Genome data analysis in IMG consists of operations involving genomes, genes and functions which can be selected, explored individually, and compared. The composition of analysis operations is facilitated by genome, scaffold, gene and function ‘carts' that handle lists of genomes, scaffolds, genes and functions, respectively.
Data selection tools
Genomes, genes and functions can be selected using browsers and search tools. Browsers allow users to select genomes and functions organized as alphabetical lists or using domain specific hierarchical classifications. Keyword search tools allow identifying genomes, genes and functions of interest using a variety of selection filters. Genomes can be also selected using a search tool which allows specifying conditions involving metadata attributes, such as temperature range, oxygen requirement or ecosystem, while genes can be also selected using BLAST search tools against various data sets.
IMG’s data selection tools have been extended in order to improve their efficiency and usability. For example, genomes can be selected using ‘Genome Browser’ or ‘Genome Search’, as illustrated in .
Figure 2. Genome browser and search tools. The ‘Genome Browser’ displays the genomes organized in a phylogenetic tree or (i) in a tabular list that can be configured by (ii) adding or removing genome, metadata or annotation specific columns. (iii (more ...)

DATASET CONTENT »
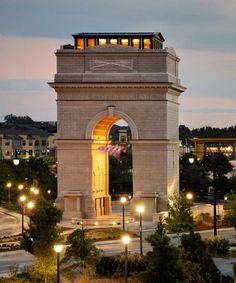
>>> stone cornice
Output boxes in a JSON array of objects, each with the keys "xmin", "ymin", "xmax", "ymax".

WHAT THIS TASK INVOLVES »
Carry on the passage about genome data analysis in IMG, picking up right after its final sentence.

RESPONSE AREA »
The ‘Genome Browser’ displays the genomes organized in a phylogenetic tree or in a tabular format as illustrated in (i). The tabular display of genomes has a dynamic layout, with columns than can be resized, reordered and sorted on content, configurable page display size, and an export capability for saving tables as Excel spreadsheets or tab delimited files. A ‘Column Selector’ allows to hide columns. The genome table can be also reconfigured by adding or removing genome, metadata or annotation specific columns, as illustrated in (ii). Note that the number of metadata attributes associated with genomes has increased substantially in the past few years, whereby the data for these attributes is collected from GOLD (2
). ‘Genome Search’ allows searching genomes on genome or metadata specific fields, as illustrated in (iii).
Individual genomes can be explored using the ‘Organism Details’ page which provides a variety of tools for browsing, searching for the presence of specific genes, or downloading genome data sets, as illustrated in (iv). This page also provides information (metadata) on the genome together with various genome statistics of interest, such as the number of genes that are associated with KEGG, COG, Pfam, InterPro or enzyme information. Individual genes can be analyzed using the ‘Gene Details’ page which includes Gene Information, Protein Information and Pathway Information tables, evidence for functional prediction, COG, Pfam and pre-computed homologues.
Tabular and graphical displays, such as graphical viewers for the distribution of genes associated with COG, Pfam, TIGRfam and KEGG for each genome, have been extended in order to facilitate genome and gene exploration. Individual functional categories, such as COG, Pfam, TIGRfam, KEGG Orthology terms and pathways, can be explored using functional category specific browsers.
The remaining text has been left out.